Breaking Down the Employment Report and the Market’s Reaction

May 07, 2021
By Bryce Coward, CFA in Economy

Today the US employment report for April was released and it took the markets by surprise. Estimates were for net job gains of 1 million. Instead, the US economy added 218K private sector jobs. This compares to 708K private sector jobs in March. Indeed, this was the biggest payroll “miss” in recent memory.

Digging into the details reveals some interesting tidbits as to what went wrong with employment in April, and what it could mean for future reports. Let’s start with an overall summary.

As stated, private payrolls in April rise by a net 218K vs 708K in March. The decline in job additions between March and April was spread across both the goods and services sectors. The goods producing sector actually saw jobs decline by 16K vs +166K in March while services jobs “only” grew by 234K vs 542K in March.

What was it in the goods sector that either didn’t add jobs in April or actually saw jobs decline? There were two culprits. The first one was construction, which added no jobs in April after adding 100K in March. This raises a question as to whether April was a one-off or whether the pace of new construction is starting to ebb after a very strong few quarters. Secondly, the auto manufacturing sector saw job declines of 27K. This one can very probably be attributed to semiconductor chip shortages causing slowdowns in auto production. So, the auto job losses probably are a one-off.

Now, let’s dig into services. Trade, transport, and utilities saw job declines of 81K vs gains of 99K in March. When we look to the source of the job losses, we find that nearly all of it was due to a decline in courier jobs. This is important, because it shows that while some areas will see job gains with the reopening, some other jobs that were created only as a function of the pandemic (i.e. food delivery) are likely to see continued declines.

Next, let’s look into professional services, another area of job weakness in April vs March. When we dig into professional services we find the job declines were concentrated in adminstrative services, particularly temp jobs. Importantly though, it’s not as though those temp jobs turned into other permanent professional service jobs, since no area within professional services saw large job gains. This is an area to keep an eye on.

Now let’s move on to education and health care. Education jobs fell by 20K in April vs a gain of 54K in March. With schools reopening in the Fall, it’s hard to see continued weakness in education employment. Health care is another story. Fewer COVID patients in hospitals mean a lower need for skilled medical care and fewer staff at rehab facilities. As the pandemic abates, we could very well see health care as a continued source of job losses.

Finally, we have leisure and hospitality. In March this was the big bright spot, and it was again in April. The US added 331K leisure jobs, most of which were in accommodation and food service. Clearly, this is all reopening related, and we should continue to see gains in this area.
# # # #
Task
Write out the stretch of the employment report article from "Next, let’s look" through "of job losses.", switching "temp jobs" to "temporary jobs". The lines here have no connection to the article on the April employment report.
# # # #
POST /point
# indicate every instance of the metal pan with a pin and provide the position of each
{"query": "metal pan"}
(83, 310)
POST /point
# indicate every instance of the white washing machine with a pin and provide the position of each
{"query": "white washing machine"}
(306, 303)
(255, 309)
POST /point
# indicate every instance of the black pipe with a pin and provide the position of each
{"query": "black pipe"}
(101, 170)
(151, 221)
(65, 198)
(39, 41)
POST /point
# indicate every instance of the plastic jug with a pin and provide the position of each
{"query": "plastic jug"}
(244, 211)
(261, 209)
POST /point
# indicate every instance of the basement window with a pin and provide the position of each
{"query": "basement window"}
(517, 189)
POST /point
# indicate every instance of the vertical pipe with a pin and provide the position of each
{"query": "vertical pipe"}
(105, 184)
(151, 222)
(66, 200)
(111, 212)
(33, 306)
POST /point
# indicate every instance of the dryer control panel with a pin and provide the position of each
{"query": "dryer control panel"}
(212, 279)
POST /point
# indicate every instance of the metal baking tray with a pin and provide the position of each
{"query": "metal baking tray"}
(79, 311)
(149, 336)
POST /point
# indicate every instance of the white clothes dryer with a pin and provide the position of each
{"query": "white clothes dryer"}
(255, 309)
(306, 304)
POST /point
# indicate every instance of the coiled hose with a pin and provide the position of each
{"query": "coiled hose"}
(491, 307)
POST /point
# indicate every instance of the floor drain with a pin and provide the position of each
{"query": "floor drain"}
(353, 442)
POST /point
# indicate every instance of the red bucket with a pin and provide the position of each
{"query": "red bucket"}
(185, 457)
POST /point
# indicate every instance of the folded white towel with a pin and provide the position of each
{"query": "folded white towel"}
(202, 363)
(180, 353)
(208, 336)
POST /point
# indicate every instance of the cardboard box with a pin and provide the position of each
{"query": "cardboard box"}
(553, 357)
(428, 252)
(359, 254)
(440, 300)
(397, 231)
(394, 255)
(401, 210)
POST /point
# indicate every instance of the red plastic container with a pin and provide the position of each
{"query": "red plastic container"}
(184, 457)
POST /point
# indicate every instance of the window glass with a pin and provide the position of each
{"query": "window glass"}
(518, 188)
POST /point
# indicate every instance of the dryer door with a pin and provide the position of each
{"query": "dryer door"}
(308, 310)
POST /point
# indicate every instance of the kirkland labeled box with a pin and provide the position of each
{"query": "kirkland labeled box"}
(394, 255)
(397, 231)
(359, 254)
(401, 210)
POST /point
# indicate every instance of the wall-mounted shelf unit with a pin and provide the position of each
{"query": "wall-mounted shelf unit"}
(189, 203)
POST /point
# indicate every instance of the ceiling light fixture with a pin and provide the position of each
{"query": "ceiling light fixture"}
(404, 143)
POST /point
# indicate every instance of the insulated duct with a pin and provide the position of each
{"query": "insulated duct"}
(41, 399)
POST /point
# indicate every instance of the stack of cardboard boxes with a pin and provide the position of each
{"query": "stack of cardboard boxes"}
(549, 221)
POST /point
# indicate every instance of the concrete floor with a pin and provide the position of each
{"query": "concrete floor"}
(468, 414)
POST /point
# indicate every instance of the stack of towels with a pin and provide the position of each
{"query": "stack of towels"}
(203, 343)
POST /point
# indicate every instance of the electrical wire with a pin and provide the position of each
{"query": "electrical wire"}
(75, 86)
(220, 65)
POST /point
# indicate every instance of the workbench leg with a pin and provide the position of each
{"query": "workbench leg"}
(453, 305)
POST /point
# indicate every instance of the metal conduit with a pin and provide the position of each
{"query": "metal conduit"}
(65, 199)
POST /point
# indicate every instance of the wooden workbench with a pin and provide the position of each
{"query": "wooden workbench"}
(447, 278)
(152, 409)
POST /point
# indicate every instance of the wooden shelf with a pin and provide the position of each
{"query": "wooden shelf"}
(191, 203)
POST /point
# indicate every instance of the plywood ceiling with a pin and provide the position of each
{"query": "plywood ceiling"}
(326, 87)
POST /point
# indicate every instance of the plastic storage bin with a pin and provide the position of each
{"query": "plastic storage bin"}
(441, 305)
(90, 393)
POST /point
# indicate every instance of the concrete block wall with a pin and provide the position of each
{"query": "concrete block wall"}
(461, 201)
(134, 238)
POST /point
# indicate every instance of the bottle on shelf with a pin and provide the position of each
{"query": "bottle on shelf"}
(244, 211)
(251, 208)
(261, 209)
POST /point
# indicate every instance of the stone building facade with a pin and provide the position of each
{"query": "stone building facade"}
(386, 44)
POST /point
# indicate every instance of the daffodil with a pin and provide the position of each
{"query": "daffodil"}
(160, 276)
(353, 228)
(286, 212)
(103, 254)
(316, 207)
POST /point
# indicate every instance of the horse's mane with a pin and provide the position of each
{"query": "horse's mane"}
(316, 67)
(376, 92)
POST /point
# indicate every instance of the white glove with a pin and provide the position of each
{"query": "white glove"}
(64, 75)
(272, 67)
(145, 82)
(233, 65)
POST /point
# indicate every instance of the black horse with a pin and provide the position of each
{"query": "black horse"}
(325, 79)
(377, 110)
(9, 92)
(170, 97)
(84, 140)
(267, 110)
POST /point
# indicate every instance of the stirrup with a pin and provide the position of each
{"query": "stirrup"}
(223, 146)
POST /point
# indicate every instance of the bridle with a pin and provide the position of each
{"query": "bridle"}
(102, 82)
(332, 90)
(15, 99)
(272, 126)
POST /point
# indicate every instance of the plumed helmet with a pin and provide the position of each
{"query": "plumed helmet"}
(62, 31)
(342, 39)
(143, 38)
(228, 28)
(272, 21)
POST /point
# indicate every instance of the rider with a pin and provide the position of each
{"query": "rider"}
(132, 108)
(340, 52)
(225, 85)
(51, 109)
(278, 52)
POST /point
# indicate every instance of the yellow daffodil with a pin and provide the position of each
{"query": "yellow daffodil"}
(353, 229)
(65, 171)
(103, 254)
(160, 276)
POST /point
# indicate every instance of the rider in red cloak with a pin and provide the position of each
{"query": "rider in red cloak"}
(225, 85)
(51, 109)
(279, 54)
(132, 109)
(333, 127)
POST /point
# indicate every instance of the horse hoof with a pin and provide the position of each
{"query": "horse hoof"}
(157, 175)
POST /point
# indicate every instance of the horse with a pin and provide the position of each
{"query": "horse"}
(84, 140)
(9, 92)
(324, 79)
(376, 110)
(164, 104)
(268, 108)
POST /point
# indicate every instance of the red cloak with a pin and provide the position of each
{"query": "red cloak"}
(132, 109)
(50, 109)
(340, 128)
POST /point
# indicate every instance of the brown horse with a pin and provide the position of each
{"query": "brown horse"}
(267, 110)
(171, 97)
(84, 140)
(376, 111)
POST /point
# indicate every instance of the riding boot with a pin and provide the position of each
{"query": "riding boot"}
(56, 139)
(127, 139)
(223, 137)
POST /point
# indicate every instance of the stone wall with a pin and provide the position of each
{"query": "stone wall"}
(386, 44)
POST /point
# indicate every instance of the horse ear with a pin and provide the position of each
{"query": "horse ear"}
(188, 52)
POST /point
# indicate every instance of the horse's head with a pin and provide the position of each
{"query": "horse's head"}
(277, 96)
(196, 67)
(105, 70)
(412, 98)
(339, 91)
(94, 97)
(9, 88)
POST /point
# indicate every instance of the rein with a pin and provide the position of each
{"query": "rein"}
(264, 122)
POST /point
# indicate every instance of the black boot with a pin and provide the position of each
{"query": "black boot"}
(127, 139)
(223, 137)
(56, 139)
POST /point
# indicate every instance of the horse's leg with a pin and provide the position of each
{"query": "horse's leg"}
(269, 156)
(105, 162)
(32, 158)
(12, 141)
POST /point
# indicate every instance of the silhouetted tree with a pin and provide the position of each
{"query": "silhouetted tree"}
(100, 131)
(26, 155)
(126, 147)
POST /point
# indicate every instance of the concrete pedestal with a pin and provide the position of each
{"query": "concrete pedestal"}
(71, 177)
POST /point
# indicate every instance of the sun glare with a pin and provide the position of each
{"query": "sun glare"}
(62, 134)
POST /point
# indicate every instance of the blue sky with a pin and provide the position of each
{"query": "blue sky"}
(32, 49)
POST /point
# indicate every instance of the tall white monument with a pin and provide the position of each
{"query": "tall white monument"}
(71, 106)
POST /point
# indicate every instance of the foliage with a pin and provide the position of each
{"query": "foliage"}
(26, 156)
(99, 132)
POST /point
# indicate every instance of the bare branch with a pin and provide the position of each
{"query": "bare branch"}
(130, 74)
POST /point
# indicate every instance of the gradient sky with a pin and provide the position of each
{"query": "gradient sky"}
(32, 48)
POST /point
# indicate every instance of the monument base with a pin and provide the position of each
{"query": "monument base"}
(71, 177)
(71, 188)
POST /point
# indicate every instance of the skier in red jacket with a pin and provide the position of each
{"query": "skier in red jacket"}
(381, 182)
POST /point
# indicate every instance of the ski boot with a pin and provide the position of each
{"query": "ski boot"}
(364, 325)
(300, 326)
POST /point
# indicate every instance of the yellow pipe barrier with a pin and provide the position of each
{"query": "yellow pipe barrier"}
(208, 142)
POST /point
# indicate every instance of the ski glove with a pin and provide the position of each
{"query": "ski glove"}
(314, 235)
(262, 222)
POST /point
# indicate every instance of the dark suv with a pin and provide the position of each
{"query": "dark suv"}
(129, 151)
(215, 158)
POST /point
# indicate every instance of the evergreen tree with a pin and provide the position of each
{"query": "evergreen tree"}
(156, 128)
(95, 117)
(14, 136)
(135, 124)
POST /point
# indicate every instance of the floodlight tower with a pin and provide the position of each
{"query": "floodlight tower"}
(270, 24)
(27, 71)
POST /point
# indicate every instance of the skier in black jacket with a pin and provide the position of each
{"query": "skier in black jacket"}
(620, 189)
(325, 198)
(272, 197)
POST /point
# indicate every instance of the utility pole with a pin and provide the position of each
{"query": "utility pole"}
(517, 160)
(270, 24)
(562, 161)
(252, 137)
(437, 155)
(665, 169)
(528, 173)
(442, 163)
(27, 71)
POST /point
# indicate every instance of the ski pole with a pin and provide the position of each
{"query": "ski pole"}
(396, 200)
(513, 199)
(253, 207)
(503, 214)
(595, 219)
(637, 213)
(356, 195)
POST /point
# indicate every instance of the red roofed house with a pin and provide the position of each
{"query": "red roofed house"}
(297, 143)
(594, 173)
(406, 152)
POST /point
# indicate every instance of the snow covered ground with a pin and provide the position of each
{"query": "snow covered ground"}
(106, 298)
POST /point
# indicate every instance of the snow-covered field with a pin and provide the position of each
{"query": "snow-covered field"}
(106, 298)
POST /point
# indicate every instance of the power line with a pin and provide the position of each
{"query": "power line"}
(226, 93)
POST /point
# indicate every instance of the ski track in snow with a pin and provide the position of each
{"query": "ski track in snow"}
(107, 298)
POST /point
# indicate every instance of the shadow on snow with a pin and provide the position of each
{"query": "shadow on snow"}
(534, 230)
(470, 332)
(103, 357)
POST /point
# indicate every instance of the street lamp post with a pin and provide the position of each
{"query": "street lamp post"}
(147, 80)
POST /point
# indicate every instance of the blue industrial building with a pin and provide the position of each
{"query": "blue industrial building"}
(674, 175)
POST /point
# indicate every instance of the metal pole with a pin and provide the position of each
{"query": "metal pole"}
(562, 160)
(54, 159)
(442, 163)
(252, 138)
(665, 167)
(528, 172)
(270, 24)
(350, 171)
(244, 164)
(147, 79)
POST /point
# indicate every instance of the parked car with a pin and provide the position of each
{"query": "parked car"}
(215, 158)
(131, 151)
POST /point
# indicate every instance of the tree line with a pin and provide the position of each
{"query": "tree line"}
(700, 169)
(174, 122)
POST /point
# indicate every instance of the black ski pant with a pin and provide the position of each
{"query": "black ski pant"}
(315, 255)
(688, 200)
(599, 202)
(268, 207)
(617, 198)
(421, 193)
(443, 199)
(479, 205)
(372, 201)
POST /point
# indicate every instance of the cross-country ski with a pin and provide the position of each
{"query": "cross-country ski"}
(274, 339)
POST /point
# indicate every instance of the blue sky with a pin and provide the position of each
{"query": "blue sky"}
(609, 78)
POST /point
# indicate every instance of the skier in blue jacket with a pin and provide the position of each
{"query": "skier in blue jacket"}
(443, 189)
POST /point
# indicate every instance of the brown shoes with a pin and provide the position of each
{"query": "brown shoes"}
# # # #
Task answer
Next, let’s look into professional services, another area of job weakness in April vs March. When we dig into professional services we find the job declines were concentrated in adminstrative services, particularly temporary jobs. Importantly though, it’s not as though those temporary jobs turned into other permanent professional service jobs, since no area within professional services saw large job gains. This is an area to keep an eye on.

Now let’s move on to education and health care. Education jobs fell by 20K in April vs a gain of 54K in March. With schools reopening in the Fall, it’s hard to see continued weakness in education employment. Health care is another story. Fewer COVID patients in hospitals mean a lower need for skilled medical care and fewer staff at rehab facilities. As the pandemic abates, we could very well see health care as a continued source of job losses.